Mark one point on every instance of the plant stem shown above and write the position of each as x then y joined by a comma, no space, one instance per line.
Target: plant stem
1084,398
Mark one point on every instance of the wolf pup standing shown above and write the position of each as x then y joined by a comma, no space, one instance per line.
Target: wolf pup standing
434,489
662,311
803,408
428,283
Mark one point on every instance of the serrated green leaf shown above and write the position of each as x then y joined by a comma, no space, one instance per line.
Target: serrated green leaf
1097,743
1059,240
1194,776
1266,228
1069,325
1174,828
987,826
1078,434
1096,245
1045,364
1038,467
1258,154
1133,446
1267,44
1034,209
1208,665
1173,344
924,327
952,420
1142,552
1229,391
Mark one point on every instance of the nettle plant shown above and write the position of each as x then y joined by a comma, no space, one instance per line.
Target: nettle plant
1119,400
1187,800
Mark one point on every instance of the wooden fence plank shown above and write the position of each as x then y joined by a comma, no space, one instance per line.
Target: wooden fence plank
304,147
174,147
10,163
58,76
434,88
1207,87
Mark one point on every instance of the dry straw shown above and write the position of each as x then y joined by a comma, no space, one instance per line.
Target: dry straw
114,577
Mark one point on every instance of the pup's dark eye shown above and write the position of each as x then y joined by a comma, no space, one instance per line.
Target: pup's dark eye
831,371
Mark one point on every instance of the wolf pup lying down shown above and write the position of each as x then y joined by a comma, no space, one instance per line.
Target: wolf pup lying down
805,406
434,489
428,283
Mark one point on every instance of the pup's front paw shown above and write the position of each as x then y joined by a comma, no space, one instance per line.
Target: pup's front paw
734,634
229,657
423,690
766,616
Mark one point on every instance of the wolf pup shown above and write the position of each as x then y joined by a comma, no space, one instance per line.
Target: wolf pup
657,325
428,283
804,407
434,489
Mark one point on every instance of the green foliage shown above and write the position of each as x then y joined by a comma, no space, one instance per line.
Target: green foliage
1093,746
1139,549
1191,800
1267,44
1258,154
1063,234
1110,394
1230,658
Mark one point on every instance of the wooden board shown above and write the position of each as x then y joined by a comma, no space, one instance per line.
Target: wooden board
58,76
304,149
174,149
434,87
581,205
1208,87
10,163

- - - -

§ **Aim of the task**
Can you lay out the lines above as a Markdown table, with a "Row" column for each line's number and a "Line" column for its text, leaving out any blank lines?

§ **Written solution**
| Row | Line |
|---|---|
| 1 | Mark one point on every instance of the plant stem shown above and write the position of each as x then y joined by a comma, no space, one instance per line. |
| 2 | Target: plant stem |
| 3 | 1084,398 |
| 4 | Mark one point on every instance of the wolf pup standing shown above and write the position of each as x then y joined by a comma, no space, one instance per line. |
| 5 | Target: wolf pup standing |
| 6 | 434,489 |
| 7 | 662,311 |
| 8 | 803,408 |
| 9 | 428,283 |
| 10 | Mark one point on every instance of the serrated green leaf shown above and write the position of each as x then y joined by a comma, no space, one instance per line. |
| 11 | Target: serrated green leaf |
| 12 | 1097,743 |
| 13 | 1059,240 |
| 14 | 1194,776 |
| 15 | 1266,228 |
| 16 | 1069,325 |
| 17 | 1174,828 |
| 18 | 987,826 |
| 19 | 1078,434 |
| 20 | 1096,245 |
| 21 | 1045,364 |
| 22 | 1038,467 |
| 23 | 1258,154 |
| 24 | 1133,446 |
| 25 | 1267,44 |
| 26 | 1034,209 |
| 27 | 1208,665 |
| 28 | 1173,344 |
| 29 | 924,327 |
| 30 | 952,420 |
| 31 | 1142,552 |
| 32 | 1229,391 |
| 33 | Mark one point on every instance of the nettle plant shown above and write the position of each as x then y joined by a comma, no space, one instance per line. |
| 34 | Target: nettle plant |
| 35 | 1119,400 |
| 36 | 1187,800 |
| 37 | Mark one point on every instance of the wooden fence plank shown above and write the position of each as x then y joined by a comma, no space, one instance per line. |
| 38 | Target: wooden fence plank |
| 39 | 304,147 |
| 40 | 174,147 |
| 41 | 10,163 |
| 42 | 58,76 |
| 43 | 434,88 |
| 44 | 1207,87 |
| 45 | Mark one point on every instance of the dry straw shown above and write the position of each as x then y joined by a comma, no space, one instance per line. |
| 46 | Target: dry straw |
| 47 | 114,577 |
| 48 | Mark one point on every instance of the pup's dark eye shown above and write the position of each as x then y joined by a comma, no space, one instance per line. |
| 49 | Target: pup's dark eye |
| 50 | 831,371 |
| 51 | Mark one point on every instance of the wolf pup lying down shown above and write the position of each as x then y joined by a comma, no space, one instance per line. |
| 52 | Target: wolf pup lying down |
| 53 | 805,406 |
| 54 | 434,489 |
| 55 | 428,283 |
| 56 | Mark one point on every instance of the pup's front paw shown above and write the position of each as x then y joined by a comma, no space, one instance per line. |
| 57 | Target: pup's front paw |
| 58 | 734,634 |
| 59 | 229,657 |
| 60 | 423,690 |
| 61 | 766,616 |
| 62 | Mark one point on every instance of the wolf pup shown above and write the position of each as x then y joined by a comma, no space, one instance per line. |
| 63 | Target: wolf pup |
| 64 | 657,325 |
| 65 | 428,283 |
| 66 | 804,407 |
| 67 | 434,489 |
| 68 | Mark one point on every instance of the green foliage shown above and write the position of each as x then y joined by a comma, no space, one instance per line. |
| 69 | Target: green foliage |
| 70 | 1093,746 |
| 71 | 1139,549 |
| 72 | 1191,800 |
| 73 | 1267,44 |
| 74 | 1258,154 |
| 75 | 1063,234 |
| 76 | 1110,394 |
| 77 | 1230,658 |
| 78 | Mark one point on every instance of the wooden board shown above and write the position of each as x then y joined by a comma, no space, one instance per line. |
| 79 | Target: wooden board |
| 80 | 58,76 |
| 81 | 304,149 |
| 82 | 174,149 |
| 83 | 434,87 |
| 84 | 581,205 |
| 85 | 1208,87 |
| 86 | 10,163 |